- TASKS TO COMPLETE -
- a) In the methotrexate passage below, how many joints were affected when the writer was first diagnosed with psoriatic arthritis?
- b) From the methotrexate passage below, list every cancer that the U.S. National Library of Medicine quote says methotrexate is used to treat.
- c) Pick up the methotrexate passage below after its final sentence and keep writing it in the same voice.

- PAGE EXTRACT -
##########
And another thing about medications: many patients are on at least one type of chemotherapy. Methotrexate is an incredibly common treatment of inflammatory arthritis because it is a DMARD (disease modifying anti-rheumatic drug), meaning that it works against the disease itself and not just against the symptoms. The U.S. National Library of Medicine says, “Methotrexate is also used to treat certain types of cancer including cancers that begin in the tissues that form around a fertilized egg in the uterus, breast cancer, lung cancer, certain cancers of the head and neck, certain types of lymphoma, and leukemia (cancer that begins in the white blood cells” (Source). Oh, and if you want to know how serious this medication is without going to that site, check this out: “Some people who mistakenly took methotrexate once daily instead of once weekly experienced very severe side effects or died” (Source).
So why are we talking about this today? Because I’m going back on Methotrexate. Let’s back up a little so you get the whole picture.
When I was first diagnosed with psoriatic arthritis (my first diagnosis) in 2010, I had 58 joints affected. My rheumatologist immediately put me on an oral dose of Methotrexate. Over the next couple years, I tried 5 other treatments before finding a combination that worked: weekly injections of 1 cc of Methotrexate with 2 infusions of 1000 mL of Rituxan every 6 months. Web M.D. says, “Rituximab is used alone or with other medications to treat certain types of cancer (e.g., non-Hodgkin’s lymphoma, chronic lymphocytic leukemia)” (Source).
But once that combination started working, I decided to go off of the Methotrexate injections because the side effects were so awful. Long story short, I felt like I had the flu 3-4 days every single week. It just wasn’t worth it any more. My pain was still high – much better, but still high – and I felt miserable half the time.
##########
- RECORDS SUPPLIED -
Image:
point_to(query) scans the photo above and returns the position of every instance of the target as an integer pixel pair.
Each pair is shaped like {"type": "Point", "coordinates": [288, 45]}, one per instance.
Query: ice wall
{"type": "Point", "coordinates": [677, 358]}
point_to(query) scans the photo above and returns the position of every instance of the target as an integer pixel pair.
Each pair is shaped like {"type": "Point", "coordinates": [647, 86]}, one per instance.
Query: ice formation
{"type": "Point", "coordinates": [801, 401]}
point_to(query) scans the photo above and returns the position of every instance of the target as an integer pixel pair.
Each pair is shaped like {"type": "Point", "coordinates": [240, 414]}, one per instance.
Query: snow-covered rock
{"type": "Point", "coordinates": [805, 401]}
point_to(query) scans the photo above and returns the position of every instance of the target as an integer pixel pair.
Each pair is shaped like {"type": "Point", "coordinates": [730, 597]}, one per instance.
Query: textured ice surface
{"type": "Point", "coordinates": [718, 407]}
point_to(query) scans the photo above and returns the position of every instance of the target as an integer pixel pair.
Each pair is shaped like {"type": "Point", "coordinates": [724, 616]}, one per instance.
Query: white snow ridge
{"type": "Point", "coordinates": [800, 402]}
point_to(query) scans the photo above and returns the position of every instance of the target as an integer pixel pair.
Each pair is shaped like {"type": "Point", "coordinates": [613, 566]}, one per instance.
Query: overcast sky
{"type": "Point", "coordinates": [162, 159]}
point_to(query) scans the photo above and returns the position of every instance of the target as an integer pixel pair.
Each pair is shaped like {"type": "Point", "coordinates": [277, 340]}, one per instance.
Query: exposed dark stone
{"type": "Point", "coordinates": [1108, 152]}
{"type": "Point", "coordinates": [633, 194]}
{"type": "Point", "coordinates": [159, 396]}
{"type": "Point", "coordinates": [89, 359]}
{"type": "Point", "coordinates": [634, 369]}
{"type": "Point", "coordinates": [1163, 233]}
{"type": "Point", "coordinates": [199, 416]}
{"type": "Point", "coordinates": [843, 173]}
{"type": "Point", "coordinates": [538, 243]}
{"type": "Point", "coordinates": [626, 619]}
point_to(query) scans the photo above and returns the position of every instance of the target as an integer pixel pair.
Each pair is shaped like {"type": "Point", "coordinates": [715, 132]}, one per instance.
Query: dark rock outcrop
##########
- OUTPUTS FOR THE TASKS -
- a) 58 joints.

- b)
- Cancers that begin in the tissues that form around a fertilized egg in the uterus
- Breast cancer
- Lung cancer
- Certain cancers of the head and neck
- Certain types of lymphoma
- Leukemia

- c)
I’m still on Rituxan infusions, but I now have 1 of 1000 mL ever 4 months, which reduces the amount of time without the infusion working. This is the first time ever that I’ve been on a working arthritis treatment without my knee dislocating and causing flares on a regular basis. But what I’ve found is that the Rituxan “alone” (aka with the 25 pills I take a day) isn’t doing the job well enough. While I don’t experience excruciating pain every day, I now have moderate pain in many, many places.
The pain everywhere isn’t anything new; like I said, I had 58 affected joints when I was diagnosed. But the pain in these “secondary” joints is higher now. It used to be excruciating knee pain with mild to moderate pain everywhere else. Having pain at a 4/10 is great, but having 50 joints be between 4/10 and 6/10 is not great.
At the end of the day, the studies show that Rituxan works better while the patient also takes Methotrexate. I refuse to ever go on the injection dose of Methotrexate again, but I can handle the pill form. My hope is that the side effects will be less on this dose, and that they will be manageable. If we can reduce either the number of joints that are affected or the pain levels in the joints that are currently affected, it will be worth it.
Once again, why should you avoid saying that arthritis isn’t a big deal? Because it’s an autoimmune disease that can make its sufferers miserable and because it or its side effects can kill. In order to reduce my pain and hopefully prevent further joint damage, I take 2 types of chemotherapy and take 25 pills a day (29 on Methotrexate days), and I’m not alone on taking chemotherapy or lots of pills. Oh, and my arthritis caused me to quit my job. So I dare you to tell me honestly that arthritis isn’t a big deal.